## [EXERCISE OBJECTIVE]
Copy out every line of the items below, requests included, raising each coordinate in the answers by 139. Leave the pictures out.

** start GIVEN RECORDS **

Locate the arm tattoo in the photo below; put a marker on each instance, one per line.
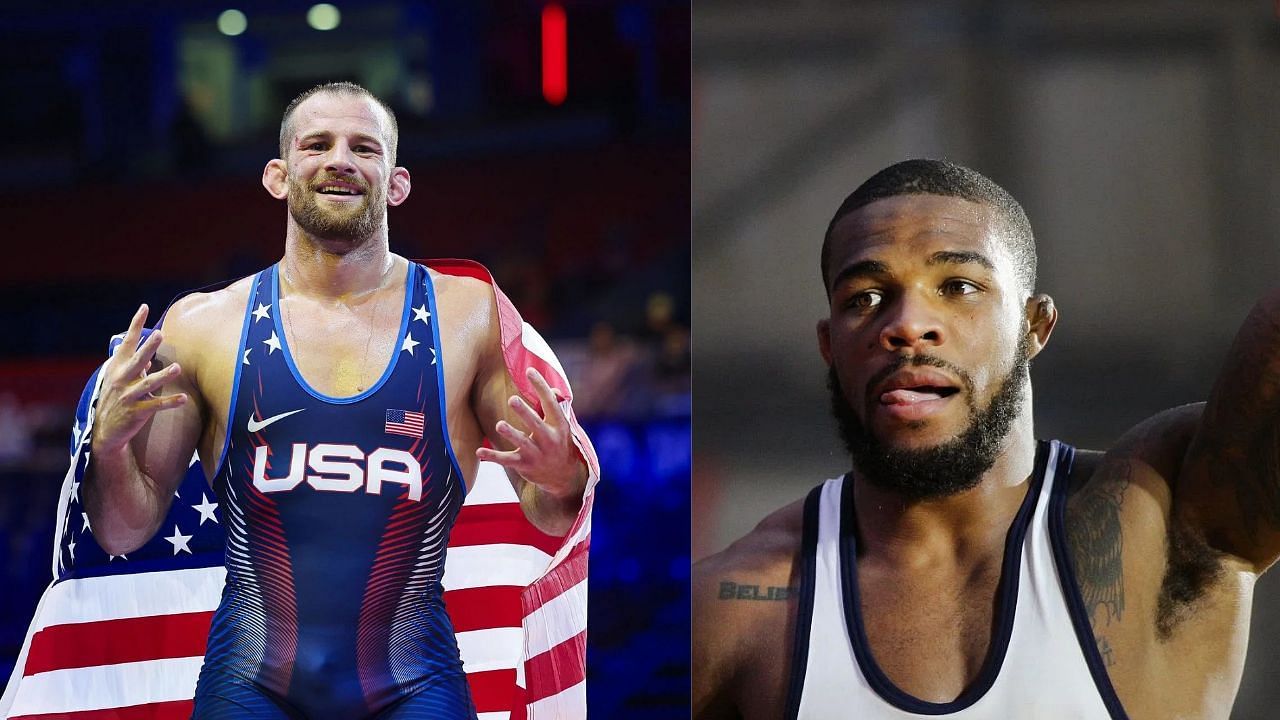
(1257, 493)
(1240, 427)
(735, 591)
(1097, 542)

** end GIVEN RECORDS **

## [WRITTEN RESPONSE]
Locate the arm tattoo in the photo below; put a marker on each instance, one per line.
(1396, 632)
(1379, 566)
(874, 730)
(1236, 681)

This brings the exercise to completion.